• Given task: Edit the records below so that each "instance" reads "occurrence", keeping everything else unchanged.

### Data for this exercise

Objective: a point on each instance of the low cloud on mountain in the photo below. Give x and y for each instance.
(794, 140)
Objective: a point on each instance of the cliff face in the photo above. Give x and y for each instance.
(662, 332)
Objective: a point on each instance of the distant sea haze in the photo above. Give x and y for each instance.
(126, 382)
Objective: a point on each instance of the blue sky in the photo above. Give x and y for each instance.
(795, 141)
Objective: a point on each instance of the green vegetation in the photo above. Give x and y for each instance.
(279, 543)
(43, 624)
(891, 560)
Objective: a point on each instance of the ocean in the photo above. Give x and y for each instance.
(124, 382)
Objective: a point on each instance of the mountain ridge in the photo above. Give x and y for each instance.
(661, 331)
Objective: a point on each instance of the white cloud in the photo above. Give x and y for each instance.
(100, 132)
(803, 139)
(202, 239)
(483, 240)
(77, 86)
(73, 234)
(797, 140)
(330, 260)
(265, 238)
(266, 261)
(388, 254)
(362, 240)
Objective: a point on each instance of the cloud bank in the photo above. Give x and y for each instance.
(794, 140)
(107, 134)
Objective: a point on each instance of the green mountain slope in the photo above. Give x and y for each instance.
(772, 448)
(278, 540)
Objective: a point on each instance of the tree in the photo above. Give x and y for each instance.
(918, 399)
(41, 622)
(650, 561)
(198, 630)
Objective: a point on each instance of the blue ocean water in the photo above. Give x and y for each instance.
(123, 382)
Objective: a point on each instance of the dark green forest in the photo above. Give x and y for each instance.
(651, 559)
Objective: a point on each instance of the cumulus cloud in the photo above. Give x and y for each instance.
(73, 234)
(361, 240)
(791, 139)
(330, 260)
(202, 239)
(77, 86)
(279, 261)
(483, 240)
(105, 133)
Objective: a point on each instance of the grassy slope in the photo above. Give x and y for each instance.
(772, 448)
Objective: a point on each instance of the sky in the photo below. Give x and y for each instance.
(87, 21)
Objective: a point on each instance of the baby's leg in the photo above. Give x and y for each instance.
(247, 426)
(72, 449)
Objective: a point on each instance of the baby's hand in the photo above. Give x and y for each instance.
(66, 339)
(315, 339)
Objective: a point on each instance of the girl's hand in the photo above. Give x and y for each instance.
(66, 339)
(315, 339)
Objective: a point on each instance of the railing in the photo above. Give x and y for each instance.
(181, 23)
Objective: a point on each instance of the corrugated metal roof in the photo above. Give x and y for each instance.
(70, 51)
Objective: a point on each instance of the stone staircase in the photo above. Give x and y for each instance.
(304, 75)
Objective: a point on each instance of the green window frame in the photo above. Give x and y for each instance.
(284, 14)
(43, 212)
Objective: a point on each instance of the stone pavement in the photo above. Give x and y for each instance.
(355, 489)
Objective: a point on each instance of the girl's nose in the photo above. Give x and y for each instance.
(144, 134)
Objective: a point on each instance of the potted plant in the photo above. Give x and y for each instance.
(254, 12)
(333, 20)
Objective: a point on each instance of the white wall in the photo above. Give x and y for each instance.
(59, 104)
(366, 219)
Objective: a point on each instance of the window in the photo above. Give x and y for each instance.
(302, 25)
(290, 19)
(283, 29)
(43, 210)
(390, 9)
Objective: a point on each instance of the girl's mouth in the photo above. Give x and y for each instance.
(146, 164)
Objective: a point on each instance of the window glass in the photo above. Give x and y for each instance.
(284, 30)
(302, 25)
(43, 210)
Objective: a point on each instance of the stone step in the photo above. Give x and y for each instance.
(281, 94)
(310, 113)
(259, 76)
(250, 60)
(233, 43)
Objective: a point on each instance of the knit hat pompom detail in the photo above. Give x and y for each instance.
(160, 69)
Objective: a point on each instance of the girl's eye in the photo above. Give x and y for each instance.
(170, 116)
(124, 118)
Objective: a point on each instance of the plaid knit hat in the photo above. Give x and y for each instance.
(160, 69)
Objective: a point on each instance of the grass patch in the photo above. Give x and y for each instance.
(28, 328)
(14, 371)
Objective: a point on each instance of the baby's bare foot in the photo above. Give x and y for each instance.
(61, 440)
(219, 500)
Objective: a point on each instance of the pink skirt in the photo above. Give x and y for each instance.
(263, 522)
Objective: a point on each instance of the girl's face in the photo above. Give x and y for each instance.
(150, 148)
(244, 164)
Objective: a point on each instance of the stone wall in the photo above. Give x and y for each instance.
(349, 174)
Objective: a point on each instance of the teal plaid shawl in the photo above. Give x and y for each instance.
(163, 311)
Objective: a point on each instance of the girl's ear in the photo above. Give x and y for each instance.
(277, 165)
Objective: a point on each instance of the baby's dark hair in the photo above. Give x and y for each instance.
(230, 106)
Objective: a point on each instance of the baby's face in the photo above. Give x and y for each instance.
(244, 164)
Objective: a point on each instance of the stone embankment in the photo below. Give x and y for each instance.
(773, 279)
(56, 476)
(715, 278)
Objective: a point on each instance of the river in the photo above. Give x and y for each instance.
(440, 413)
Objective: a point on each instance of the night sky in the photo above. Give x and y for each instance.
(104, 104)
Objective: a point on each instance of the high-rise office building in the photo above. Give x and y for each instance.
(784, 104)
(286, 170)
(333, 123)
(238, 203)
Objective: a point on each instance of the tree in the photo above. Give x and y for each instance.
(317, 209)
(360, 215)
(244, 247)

######

• Written response:
Objective: a point on each occurrence of the low cloud on mountain in the photo below. Give x and y for each occurrence.
(794, 140)
Objective: a point on each occurrence of the cliff face in the photo above. Give x and y for each occurrence.
(662, 332)
Objective: a point on each occurrence of the distant sea haze in the photo above. Give x and y for each occurrence.
(126, 382)
Objective: a point on each occurrence of the blue sky in the photo above. Give x and y for each occurrence.
(795, 141)
Objective: a point on each occurrence of the green vegetation in the photo above. Give x and y for each occurrence.
(279, 543)
(43, 624)
(891, 560)
Objective: a point on each occurrence of the ocean in the photo above. Give x and y for each occurrence.
(124, 382)
Objective: a point on each occurrence of the mountain ridge in the photo above. Give x and y for each occurrence.
(661, 331)
Objective: a point on each occurrence of the white cloud in the photo above. Give x and y for each occurrence.
(100, 132)
(803, 139)
(202, 239)
(483, 240)
(77, 86)
(73, 234)
(797, 140)
(330, 260)
(265, 238)
(266, 261)
(388, 254)
(362, 240)
Objective: a point on each occurrence of the cloud bank in the photo above. Give x and y for each occurrence.
(794, 140)
(107, 134)
Objective: a point on each occurrence of the green mountain slope in the photo above. Give x and y for each occurrence.
(772, 448)
(278, 540)
Objective: a point on each occurrence of the tree in the photo above. Give x and y for each occurrence.
(918, 399)
(41, 622)
(650, 561)
(198, 630)
Objective: a point on each occurrence of the blue ocean water in the photo above. Give x and y for each occurrence.
(123, 382)
Objective: a point on each occurrence of the dark green forest in the photo above. Give x and y for each occurrence.
(651, 559)
Objective: a point on each occurrence of the cumulus cloud in the photo above. Give x and y for each occurrence.
(73, 234)
(361, 240)
(791, 139)
(330, 260)
(202, 239)
(77, 86)
(279, 261)
(483, 240)
(105, 133)
Objective: a point on each occurrence of the grassy slope in the photo above. Give x and y for each occurrence.
(772, 448)
Objective: a point on each occurrence of the sky in the photo below. Give x and y for each occurrence.
(87, 21)
Objective: a point on each occurrence of the baby's leg in the photo above. Give x and y for each occurrence.
(247, 426)
(72, 449)
Objective: a point on each occurrence of the baby's hand in the photo above. Give x and y for each occurrence.
(66, 339)
(315, 339)
Objective: a point on each occurrence of the girl's hand in the photo above. Give x and y for each occurrence.
(66, 339)
(315, 339)
Objective: a point on each occurrence of the railing in the photo above. Give x and y for each occurrence.
(181, 23)
Objective: a point on each occurrence of the corrugated metal roof in the photo above. Give x and y for each occurrence.
(70, 51)
Objective: a point on each occurrence of the stone staircase in the photo above. Give x and y for each occurrence.
(304, 75)
Objective: a point on each occurrence of the green window frame in the photo above. Give x and y for each occurrence.
(284, 14)
(43, 212)
Objective: a point on each occurrence of the stone pavement in the photo above. Give x and y for each occurrence.
(355, 489)
Objective: a point on each occurrence of the girl's nose in the photo above. Give x and y for each occurrence.
(144, 134)
Objective: a point on each occurrence of the potted plant in the photo above. Give x and y for each occurrence.
(254, 12)
(333, 20)
Objective: a point on each occurrence of the white wall in the photo above. Give x and y for each occurrence.
(59, 104)
(366, 219)
Objective: a point on each occurrence of the window in the photo above. Give x and y for each occurrence.
(302, 25)
(290, 19)
(283, 29)
(43, 210)
(390, 9)
Objective: a point on each occurrence of the girl's mouth in the photo above. Give x and y for each occurrence.
(146, 164)
Objective: a point on each occurrence of the window glass in the photo above. Give x and y for each occurrence.
(284, 30)
(302, 25)
(43, 210)
Objective: a point on each occurrence of the stone step in the photo above. Give x and y for each occurrence.
(281, 94)
(310, 113)
(259, 76)
(250, 60)
(233, 43)
Objective: a point on each occurrence of the knit hat pompom detail in the photo above. Give x and y for each occurrence.
(160, 69)
Objective: a point on each occurrence of the girl's eye in the photo above. Give x and y for each occurrence.
(170, 116)
(124, 118)
Objective: a point on each occurrence of the plaid knit hat in the photo above. Give x and y for each occurrence.
(160, 69)
Objective: a point on each occurrence of the grass patch in the photo above. Give x and y for each occurrence.
(28, 328)
(14, 371)
Objective: a point on each occurrence of the baby's bare foot in the photo above. Give x and y for each occurrence.
(61, 440)
(219, 500)
Objective: a point on each occurrence of the pink skirt in the photo above. Give x and y for each occurrence.
(263, 522)
Objective: a point on each occurrence of the girl's face in the photo above. Give x and y for each occurrence.
(150, 148)
(244, 164)
Objective: a point on each occurrence of the stone wall in the photo above. Give x and y for each occurrence.
(349, 174)
Objective: a point on each occurrence of the teal plaid shawl in the photo above. Give x and y for each occurrence.
(163, 311)
Objective: a point on each occurrence of the girl's ear in the photo above. Give x and y for each occurrence.
(277, 165)
Objective: a point on each occurrence of the baby's dark hair in the photo above. Give x and y for each occurrence.
(230, 106)
Objective: a point on each occurrence of the baby's face in the photo above. Give x and y for each occurrence.
(244, 164)
Objective: a point on each occurrence of the stone embankment in the photo below. Give x and y for each occurrence.
(773, 279)
(56, 476)
(715, 278)
Objective: a point on each occurrence of the river in the photo above. Give x and y for each occurrence.
(440, 413)
Objective: a point on each occurrence of the night sky in the photo above. Give x and y for each occurrence.
(104, 104)
Objective: a point on each occurrence of the high-rise office building in the photo above. Give x and y for each occurrence.
(784, 104)
(286, 170)
(333, 123)
(238, 203)
Objective: a point on each occurrence of the tree in the photo above. Give x and y for each occurrence.
(317, 209)
(360, 215)
(244, 247)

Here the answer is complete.